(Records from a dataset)
+ + + + + + +

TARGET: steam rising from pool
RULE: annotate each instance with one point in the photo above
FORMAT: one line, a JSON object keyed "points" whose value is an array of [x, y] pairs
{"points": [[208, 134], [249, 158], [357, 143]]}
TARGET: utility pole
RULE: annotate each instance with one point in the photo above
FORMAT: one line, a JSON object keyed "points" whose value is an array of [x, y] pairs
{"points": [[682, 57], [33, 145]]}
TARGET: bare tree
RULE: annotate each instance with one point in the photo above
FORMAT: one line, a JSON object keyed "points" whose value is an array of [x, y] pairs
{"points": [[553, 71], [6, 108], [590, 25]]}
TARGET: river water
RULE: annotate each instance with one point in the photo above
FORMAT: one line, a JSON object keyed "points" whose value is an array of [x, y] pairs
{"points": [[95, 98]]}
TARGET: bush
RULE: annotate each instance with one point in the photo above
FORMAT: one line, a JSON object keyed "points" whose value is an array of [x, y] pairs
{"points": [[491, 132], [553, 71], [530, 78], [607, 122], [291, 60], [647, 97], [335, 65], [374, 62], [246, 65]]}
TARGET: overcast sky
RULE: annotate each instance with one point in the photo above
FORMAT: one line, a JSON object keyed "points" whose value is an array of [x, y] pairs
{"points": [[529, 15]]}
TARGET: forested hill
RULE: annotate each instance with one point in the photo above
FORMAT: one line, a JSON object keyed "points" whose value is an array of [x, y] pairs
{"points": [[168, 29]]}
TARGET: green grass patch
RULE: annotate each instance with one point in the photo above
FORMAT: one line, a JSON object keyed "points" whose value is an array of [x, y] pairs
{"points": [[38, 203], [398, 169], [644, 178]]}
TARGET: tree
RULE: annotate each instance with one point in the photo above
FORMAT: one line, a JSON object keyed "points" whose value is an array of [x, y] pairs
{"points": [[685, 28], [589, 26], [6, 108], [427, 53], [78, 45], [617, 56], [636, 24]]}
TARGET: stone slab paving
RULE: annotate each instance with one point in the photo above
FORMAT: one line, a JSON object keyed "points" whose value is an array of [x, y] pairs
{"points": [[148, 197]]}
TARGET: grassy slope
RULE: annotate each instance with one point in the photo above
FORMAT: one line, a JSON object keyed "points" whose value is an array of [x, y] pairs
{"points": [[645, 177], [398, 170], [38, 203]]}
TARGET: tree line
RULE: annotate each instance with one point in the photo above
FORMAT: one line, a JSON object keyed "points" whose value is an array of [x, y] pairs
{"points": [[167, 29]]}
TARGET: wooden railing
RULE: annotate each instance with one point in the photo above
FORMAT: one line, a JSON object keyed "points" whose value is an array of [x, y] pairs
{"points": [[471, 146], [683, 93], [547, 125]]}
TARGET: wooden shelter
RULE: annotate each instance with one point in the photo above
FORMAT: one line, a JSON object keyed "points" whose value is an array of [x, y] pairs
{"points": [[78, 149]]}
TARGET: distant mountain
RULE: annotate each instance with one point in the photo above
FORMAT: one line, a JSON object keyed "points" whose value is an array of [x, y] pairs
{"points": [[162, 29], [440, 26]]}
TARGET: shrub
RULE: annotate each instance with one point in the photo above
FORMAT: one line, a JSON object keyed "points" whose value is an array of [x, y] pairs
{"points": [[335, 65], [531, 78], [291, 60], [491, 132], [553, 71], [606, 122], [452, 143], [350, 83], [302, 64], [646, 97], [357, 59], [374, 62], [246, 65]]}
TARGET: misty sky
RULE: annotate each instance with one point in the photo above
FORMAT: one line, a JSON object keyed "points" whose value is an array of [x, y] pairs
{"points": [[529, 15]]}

+ + + + + + +

**Your instructions:** Update the records above by changing every "wooden" to "timber", and reproduce all their lines with nothing else altered.

**Exercise output:**
TARGET: steam rising from pool
RULE: annotate each instance with one point in the photo above
FORMAT: one line, a JSON object keyed "points" whose value is an array of [x, y] pairs
{"points": [[208, 134], [249, 158], [357, 143]]}
TARGET: utility pole
RULE: annotate each instance with one point in the photo above
FORMAT: one line, a JSON object keyed "points" whose value is an array of [x, y] pairs
{"points": [[682, 57], [33, 145]]}
TARGET: bare tree
RULE: annotate each instance with one point in the photo above
FORMAT: one line, a JSON object keyed "points" whose value is an array of [x, y] pairs
{"points": [[553, 71], [6, 108], [590, 25]]}
TARGET: river water
RULE: annotate each instance with one point in the photo above
FORMAT: one line, a JSON object keyed "points" whose value is an array of [x, y] pairs
{"points": [[95, 98]]}
TARGET: bush
RULE: annotate each instance with one point in the photo above
FORMAT: one line, a JSON object keyed "points" whose value is an array of [x, y] pairs
{"points": [[491, 132], [553, 71], [530, 78], [607, 122], [291, 60], [647, 97], [335, 65], [374, 62], [246, 65]]}
TARGET: overcast sky
RULE: annotate each instance with one point in the photo above
FORMAT: one line, a JSON object keyed "points" whose value is an array of [x, y] pairs
{"points": [[529, 15]]}
TARGET: forested hill
RULE: annotate each instance with one point in the photo above
FORMAT: one line, a JSON object keyed "points" whose value is an array of [x, y] pairs
{"points": [[168, 29]]}
TARGET: green grass patch
RULE: annotate each instance with one point in the photo above
FORMAT: one line, a JSON object keyed "points" whose value is an array of [x, y] pairs
{"points": [[38, 203], [398, 169], [644, 178]]}
TARGET: tree
RULE: annotate each instance with one point in the photo above
FORMAT: one line, a JSON object keyed "points" whose value is an array of [x, y] pairs
{"points": [[685, 28], [589, 26], [6, 108], [427, 53], [78, 45], [617, 56], [636, 24]]}
TARGET: stone slab paving
RULE: annotate each instance with one point in the photo above
FORMAT: one line, a JSON object keyed "points" whose value is an array of [x, y] pairs
{"points": [[148, 197]]}
TARGET: grassy slope
RULE: annotate each instance with one point in the photo above
FORMAT: one line, a JSON object keyed "points" whose value is an array of [x, y] pairs
{"points": [[645, 177], [398, 170], [38, 203]]}
TARGET: tree line
RULE: annotate each instance with one point in the photo above
FORMAT: one line, a JSON object keyed "points" whose value is an array of [x, y] pairs
{"points": [[167, 29]]}
TARGET: timber railing
RULE: annotate each instance with one point in the photo above
FORMAT: one line, a JSON object keyed "points" whose value is an array of [x, y] pairs
{"points": [[471, 146], [683, 93], [547, 125]]}
TARGET: timber shelter
RULE: annotate each instance with one point in the photo above
FORMAT: one line, a JSON object keyed "points" whose value is an array of [x, y] pairs
{"points": [[78, 149]]}
TARGET: distant mountain
RULE: annotate each instance with one point in the photo above
FORMAT: one line, a JSON object keyed "points" whose value is an array of [x, y] pairs
{"points": [[162, 29], [440, 26]]}
TARGET: shrub
RULE: annotate each instance with one point in the photo above
FORMAT: one line, a JSON object keyed "points" whose value is an array of [x, y] pairs
{"points": [[335, 65], [531, 78], [291, 60], [491, 132], [553, 71], [606, 122], [452, 143], [350, 83], [302, 64], [646, 97], [357, 59], [374, 62], [246, 65]]}
TARGET: misty sky
RULE: annotate each instance with one point in the photo above
FORMAT: one line, a JSON object keyed "points" whose value is an array of [x, y] pairs
{"points": [[529, 15]]}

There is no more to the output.